---------- PASSAGE TO READ ----------

Philip Warner <pjw@rhyme.com.au> — 2025-09-05T05:31:30Z
I could not see anything on this subject but would like to know if there would be any appetite for this kind of feature. I am happy to flesh out more details if they were likely to be deemed worth implementing. The Problem Currently, if one has: Create Type FOO( VALUE1 Int, VALUE2 Int); And one has a query: Select F1, F2 from A_TABLE; One can return the rows, or one can create a row object and cast it to FOO type. This is fine for simple cases. When the number of columns grows large and the code grows old this can become risky to maintain. Trusting that the order will always match and that someone wont accidentally move columns seems risky to me. The Solution Some syntax like: SELECT CAST((F1=> value1, F2 => value2) AS FOO BY NAME) or SELECT FOO(F1 => VALUE1, F2=> value2); or some other well-defined and non-conflicting syntax. -
Appetite for syntactic sugar to match result set columns to UDT fields?

---------- RECORD EXCERPTS ----------

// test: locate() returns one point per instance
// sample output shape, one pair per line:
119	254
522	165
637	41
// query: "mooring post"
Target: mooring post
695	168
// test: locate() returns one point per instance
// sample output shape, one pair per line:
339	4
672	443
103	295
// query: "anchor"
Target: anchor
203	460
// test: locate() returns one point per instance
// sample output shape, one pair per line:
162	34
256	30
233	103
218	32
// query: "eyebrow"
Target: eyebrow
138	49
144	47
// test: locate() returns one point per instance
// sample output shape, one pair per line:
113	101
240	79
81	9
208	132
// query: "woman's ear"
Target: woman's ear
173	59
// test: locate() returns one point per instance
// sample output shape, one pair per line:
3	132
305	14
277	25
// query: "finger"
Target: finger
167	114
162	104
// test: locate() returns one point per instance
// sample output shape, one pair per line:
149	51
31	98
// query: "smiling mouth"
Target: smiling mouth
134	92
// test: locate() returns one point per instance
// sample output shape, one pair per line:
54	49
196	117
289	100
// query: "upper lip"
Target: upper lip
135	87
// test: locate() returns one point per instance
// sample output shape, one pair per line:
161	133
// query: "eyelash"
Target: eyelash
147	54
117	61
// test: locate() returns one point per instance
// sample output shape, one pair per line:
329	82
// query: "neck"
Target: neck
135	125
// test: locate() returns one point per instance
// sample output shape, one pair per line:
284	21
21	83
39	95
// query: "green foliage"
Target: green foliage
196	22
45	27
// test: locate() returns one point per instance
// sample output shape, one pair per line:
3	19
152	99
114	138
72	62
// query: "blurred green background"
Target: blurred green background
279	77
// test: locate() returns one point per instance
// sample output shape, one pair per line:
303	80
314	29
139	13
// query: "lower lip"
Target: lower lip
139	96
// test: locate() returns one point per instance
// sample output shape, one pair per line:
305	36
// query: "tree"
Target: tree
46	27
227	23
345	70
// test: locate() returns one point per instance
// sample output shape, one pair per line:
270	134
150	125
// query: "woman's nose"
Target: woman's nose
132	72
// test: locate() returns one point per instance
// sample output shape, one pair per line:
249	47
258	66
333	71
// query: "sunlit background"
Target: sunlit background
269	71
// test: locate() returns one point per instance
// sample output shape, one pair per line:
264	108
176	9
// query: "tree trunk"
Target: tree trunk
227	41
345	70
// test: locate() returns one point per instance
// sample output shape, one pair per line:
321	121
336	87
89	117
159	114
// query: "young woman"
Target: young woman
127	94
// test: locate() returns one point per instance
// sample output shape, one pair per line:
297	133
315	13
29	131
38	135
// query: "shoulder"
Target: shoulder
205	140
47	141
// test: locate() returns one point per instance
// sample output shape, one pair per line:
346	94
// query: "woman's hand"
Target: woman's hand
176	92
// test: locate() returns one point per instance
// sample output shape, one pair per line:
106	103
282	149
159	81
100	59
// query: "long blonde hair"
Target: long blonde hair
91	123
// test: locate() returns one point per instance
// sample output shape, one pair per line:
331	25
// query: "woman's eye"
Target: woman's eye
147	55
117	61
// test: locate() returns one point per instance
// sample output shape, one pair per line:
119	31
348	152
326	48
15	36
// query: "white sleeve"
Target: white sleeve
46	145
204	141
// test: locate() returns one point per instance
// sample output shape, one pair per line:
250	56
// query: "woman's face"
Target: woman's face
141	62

----------

§ THE TASKS:
**a)** In the post about matching result columns to type fields, list every column or field name that appears in the code samples.
**b)** Carry the post about matching result columns to type fields further, picking up after its last line.
None of the dataset records are needed for this work.

§ THE RESPONSES:
**a)** F1, F2, VALUE1, VALUE2

**b)**
David G. Johnston <david.g.johnston@gmail.com> — 2025-09-05T05:50:11Z
On Thursday, September 4, 2025, Philip Warner <pjw@rhyme.com.au> wrote: > *The Solution* > > Some syntax like: > > SELECT CAST((F1=> value1, F2 => value2) AS FOO BY NAME) > > or > > SELECT FOO(F1 => VALUE1, F2=> value2); > > or some other well-defined and non-conflicting syntax. > Don’t really see the point of new syntax here - both things you wrote are already effectively syntactically valid if a user-defined function exists; and it’s a cleaner interface. Plus, the serialized form of a composite doesn’t include field names so giving those names special treatment elsewhere feels excessive. Expanding cast with custom features seems particularly undesirable. David J.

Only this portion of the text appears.